Excerpted data:
[start]
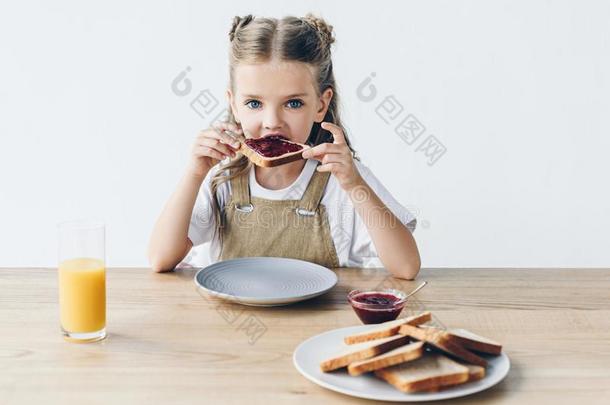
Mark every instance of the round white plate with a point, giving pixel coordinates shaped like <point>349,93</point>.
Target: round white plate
<point>309,354</point>
<point>265,281</point>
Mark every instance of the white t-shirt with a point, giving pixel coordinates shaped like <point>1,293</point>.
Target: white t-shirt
<point>349,233</point>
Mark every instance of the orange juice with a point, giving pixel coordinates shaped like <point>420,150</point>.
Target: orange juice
<point>82,295</point>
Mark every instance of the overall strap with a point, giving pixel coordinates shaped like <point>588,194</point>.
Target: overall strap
<point>313,193</point>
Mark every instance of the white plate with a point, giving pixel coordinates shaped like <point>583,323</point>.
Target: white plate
<point>309,354</point>
<point>265,281</point>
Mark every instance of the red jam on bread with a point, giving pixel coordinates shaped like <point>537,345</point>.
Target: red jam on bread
<point>377,306</point>
<point>272,146</point>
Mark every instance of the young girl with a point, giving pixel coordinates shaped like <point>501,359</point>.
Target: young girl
<point>327,208</point>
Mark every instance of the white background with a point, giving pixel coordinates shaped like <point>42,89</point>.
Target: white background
<point>517,92</point>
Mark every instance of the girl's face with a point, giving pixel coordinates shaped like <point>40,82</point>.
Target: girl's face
<point>277,98</point>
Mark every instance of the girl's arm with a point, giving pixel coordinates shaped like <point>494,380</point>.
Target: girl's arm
<point>394,243</point>
<point>169,243</point>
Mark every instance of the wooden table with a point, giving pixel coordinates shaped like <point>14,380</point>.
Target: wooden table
<point>168,343</point>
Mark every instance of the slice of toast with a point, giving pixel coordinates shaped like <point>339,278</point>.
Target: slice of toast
<point>475,373</point>
<point>389,328</point>
<point>363,351</point>
<point>474,342</point>
<point>400,355</point>
<point>247,148</point>
<point>440,339</point>
<point>430,372</point>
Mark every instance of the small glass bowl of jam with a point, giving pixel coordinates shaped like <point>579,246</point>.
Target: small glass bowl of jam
<point>377,306</point>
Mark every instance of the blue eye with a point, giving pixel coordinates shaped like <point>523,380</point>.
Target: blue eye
<point>299,104</point>
<point>253,101</point>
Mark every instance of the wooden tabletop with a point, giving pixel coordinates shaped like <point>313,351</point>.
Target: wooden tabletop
<point>169,343</point>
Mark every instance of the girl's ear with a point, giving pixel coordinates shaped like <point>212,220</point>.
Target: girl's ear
<point>323,103</point>
<point>231,100</point>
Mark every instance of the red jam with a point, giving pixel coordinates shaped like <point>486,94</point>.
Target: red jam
<point>376,306</point>
<point>272,146</point>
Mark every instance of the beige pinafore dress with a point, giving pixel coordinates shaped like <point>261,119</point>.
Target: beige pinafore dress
<point>297,229</point>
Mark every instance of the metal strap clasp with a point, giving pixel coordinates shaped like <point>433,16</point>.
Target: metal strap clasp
<point>305,213</point>
<point>244,208</point>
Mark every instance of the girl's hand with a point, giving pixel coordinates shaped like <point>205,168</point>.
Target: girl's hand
<point>336,158</point>
<point>212,145</point>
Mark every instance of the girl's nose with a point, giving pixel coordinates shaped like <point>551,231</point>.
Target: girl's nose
<point>272,120</point>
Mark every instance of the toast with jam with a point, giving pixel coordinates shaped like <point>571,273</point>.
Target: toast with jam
<point>272,150</point>
<point>426,358</point>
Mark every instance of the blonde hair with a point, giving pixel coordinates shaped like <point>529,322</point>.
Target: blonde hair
<point>258,40</point>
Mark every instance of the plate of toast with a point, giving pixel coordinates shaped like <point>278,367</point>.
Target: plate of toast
<point>265,281</point>
<point>405,360</point>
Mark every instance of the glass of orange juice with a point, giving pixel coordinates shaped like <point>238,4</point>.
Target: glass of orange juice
<point>82,280</point>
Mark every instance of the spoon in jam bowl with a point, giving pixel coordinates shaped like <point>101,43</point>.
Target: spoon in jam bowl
<point>377,306</point>
<point>422,285</point>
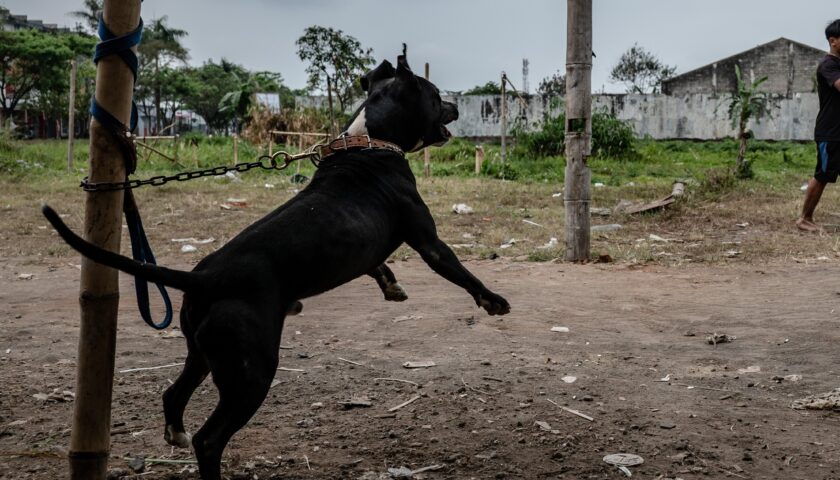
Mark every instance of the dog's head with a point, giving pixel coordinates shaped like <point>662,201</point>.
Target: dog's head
<point>402,108</point>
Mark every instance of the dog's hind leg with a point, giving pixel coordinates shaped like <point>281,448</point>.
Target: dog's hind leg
<point>241,347</point>
<point>387,282</point>
<point>178,394</point>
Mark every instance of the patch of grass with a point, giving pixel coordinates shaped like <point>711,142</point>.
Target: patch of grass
<point>718,213</point>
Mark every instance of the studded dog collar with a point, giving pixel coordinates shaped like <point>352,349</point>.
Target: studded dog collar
<point>353,142</point>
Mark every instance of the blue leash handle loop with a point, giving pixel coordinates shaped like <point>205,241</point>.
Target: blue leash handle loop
<point>141,251</point>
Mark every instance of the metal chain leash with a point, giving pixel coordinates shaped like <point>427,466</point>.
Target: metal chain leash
<point>266,162</point>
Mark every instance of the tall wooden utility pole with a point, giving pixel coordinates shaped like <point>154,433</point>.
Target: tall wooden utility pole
<point>99,295</point>
<point>427,161</point>
<point>71,115</point>
<point>578,127</point>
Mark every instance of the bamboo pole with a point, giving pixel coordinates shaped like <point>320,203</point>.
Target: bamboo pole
<point>235,149</point>
<point>479,158</point>
<point>504,119</point>
<point>578,128</point>
<point>332,113</point>
<point>427,160</point>
<point>71,115</point>
<point>99,291</point>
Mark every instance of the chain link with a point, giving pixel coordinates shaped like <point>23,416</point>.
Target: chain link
<point>266,162</point>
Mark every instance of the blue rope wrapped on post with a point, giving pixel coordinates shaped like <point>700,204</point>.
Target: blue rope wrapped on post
<point>111,44</point>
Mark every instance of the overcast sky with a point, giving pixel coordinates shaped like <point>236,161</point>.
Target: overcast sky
<point>469,42</point>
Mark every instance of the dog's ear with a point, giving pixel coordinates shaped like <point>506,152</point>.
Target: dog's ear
<point>402,64</point>
<point>379,74</point>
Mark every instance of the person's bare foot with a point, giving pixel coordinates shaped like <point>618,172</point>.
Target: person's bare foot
<point>807,225</point>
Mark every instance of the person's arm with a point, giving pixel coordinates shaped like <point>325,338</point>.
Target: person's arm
<point>830,71</point>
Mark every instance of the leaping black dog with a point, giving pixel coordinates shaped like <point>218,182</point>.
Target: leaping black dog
<point>361,204</point>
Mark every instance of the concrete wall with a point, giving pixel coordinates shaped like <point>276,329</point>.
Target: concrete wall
<point>789,67</point>
<point>699,116</point>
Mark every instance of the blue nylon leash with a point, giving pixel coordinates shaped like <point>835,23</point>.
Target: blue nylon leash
<point>111,44</point>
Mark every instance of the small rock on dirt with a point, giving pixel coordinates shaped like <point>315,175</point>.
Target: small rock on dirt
<point>401,472</point>
<point>137,464</point>
<point>716,338</point>
<point>611,227</point>
<point>425,364</point>
<point>462,209</point>
<point>624,459</point>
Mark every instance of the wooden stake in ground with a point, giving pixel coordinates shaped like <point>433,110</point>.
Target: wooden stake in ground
<point>479,158</point>
<point>71,115</point>
<point>99,295</point>
<point>578,127</point>
<point>427,161</point>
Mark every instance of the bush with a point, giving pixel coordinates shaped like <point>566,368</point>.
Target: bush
<point>611,137</point>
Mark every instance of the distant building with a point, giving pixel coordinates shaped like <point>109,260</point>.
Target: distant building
<point>11,22</point>
<point>789,66</point>
<point>271,101</point>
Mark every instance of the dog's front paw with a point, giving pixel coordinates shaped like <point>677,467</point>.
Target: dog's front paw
<point>494,304</point>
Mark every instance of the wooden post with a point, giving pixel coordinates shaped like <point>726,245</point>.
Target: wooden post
<point>235,149</point>
<point>300,150</point>
<point>504,120</point>
<point>578,128</point>
<point>332,114</point>
<point>479,158</point>
<point>427,160</point>
<point>99,290</point>
<point>175,147</point>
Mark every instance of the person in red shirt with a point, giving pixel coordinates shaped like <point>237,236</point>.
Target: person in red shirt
<point>827,129</point>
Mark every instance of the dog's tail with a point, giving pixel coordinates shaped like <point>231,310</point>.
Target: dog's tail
<point>150,272</point>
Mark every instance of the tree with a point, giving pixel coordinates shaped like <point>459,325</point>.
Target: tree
<point>159,48</point>
<point>641,71</point>
<point>746,103</point>
<point>211,82</point>
<point>489,88</point>
<point>335,59</point>
<point>238,102</point>
<point>553,86</point>
<point>89,15</point>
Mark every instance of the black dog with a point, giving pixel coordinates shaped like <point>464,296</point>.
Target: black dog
<point>359,207</point>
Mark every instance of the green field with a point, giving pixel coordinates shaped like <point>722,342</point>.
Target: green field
<point>720,219</point>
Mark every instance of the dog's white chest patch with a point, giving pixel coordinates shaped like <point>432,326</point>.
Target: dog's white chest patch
<point>359,125</point>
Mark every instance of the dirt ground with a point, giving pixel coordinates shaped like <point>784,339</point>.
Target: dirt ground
<point>636,344</point>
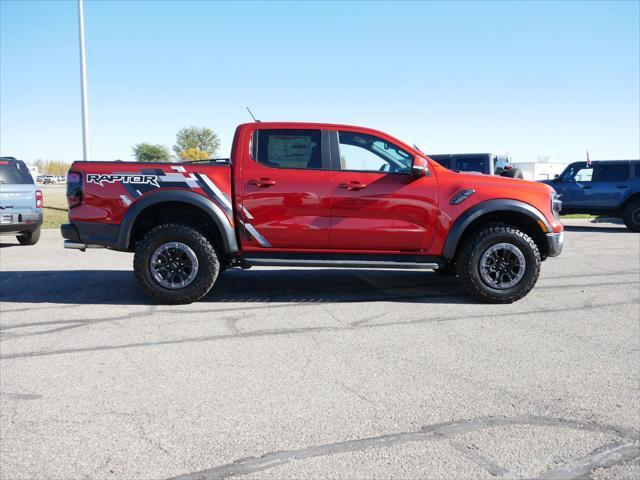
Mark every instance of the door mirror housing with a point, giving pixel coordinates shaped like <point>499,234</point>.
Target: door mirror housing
<point>420,168</point>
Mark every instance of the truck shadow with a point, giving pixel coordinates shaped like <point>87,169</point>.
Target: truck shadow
<point>119,287</point>
<point>596,229</point>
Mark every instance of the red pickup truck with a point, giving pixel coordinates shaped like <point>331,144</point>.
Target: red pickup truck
<point>320,195</point>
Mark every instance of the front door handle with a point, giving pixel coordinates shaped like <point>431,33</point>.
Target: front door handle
<point>354,185</point>
<point>262,182</point>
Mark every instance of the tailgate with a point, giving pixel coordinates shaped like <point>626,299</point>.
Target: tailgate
<point>17,198</point>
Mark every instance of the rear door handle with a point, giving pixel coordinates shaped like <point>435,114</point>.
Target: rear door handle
<point>262,182</point>
<point>354,185</point>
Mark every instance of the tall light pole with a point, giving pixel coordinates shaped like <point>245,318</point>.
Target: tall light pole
<point>83,84</point>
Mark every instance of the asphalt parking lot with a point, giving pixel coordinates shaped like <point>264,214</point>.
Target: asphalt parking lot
<point>320,373</point>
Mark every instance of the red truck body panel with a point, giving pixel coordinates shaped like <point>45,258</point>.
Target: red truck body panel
<point>106,200</point>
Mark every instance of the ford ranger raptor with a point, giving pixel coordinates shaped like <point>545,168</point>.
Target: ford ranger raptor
<point>313,195</point>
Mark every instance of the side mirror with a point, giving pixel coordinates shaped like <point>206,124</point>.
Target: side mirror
<point>419,171</point>
<point>420,168</point>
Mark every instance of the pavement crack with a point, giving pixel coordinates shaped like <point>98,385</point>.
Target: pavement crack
<point>605,457</point>
<point>602,457</point>
<point>303,330</point>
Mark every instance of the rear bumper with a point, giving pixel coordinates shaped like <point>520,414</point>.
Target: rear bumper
<point>22,222</point>
<point>554,243</point>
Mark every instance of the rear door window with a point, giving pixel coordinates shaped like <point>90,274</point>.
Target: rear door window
<point>288,148</point>
<point>14,172</point>
<point>578,172</point>
<point>444,160</point>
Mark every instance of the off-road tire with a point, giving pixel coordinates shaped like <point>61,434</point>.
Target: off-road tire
<point>30,238</point>
<point>208,264</point>
<point>632,216</point>
<point>468,263</point>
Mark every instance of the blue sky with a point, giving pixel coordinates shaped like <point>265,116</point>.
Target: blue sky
<point>528,78</point>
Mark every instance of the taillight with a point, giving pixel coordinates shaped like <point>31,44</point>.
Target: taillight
<point>74,188</point>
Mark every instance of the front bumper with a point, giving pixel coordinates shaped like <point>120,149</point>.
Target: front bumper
[end]
Instruction: Can you lay out the records as a Markdown table with the columns Row and Line, starting at the line containing "Mark every instance of the orange" and ending at the line containing "<point>327,208</point>", both included? Leave out any blank lines.

Solution to this exercise:
| Row | Line |
|---|---|
| 1 | Mark every instance of the orange juice with a point, giving pixel coordinates shaped like <point>420,150</point>. |
| 2 | Target: orange juice |
| 3 | <point>82,295</point> |
| 4 | Mark every instance of the overall strap with a point, giving pixel coordinates shaped like <point>588,194</point>. |
| 5 | Target: overall strap |
| 6 | <point>313,193</point> |
| 7 | Mark every instance of the white plate with a point, giving pixel coordinates shaped like <point>583,323</point>. |
| 8 | Target: white plate |
| 9 | <point>309,354</point> |
| 10 | <point>265,281</point> |
| 11 | Mark every instance of the red jam on bread with a point, giving pixel coordinates shaped like <point>537,345</point>. |
| 12 | Target: red jam on bread |
| 13 | <point>377,306</point> |
| 14 | <point>272,146</point> |
| 15 | Mark every instance of the young girl with a point, giving pixel coordinates shaped like <point>501,359</point>. |
| 16 | Target: young girl |
| 17 | <point>327,208</point> |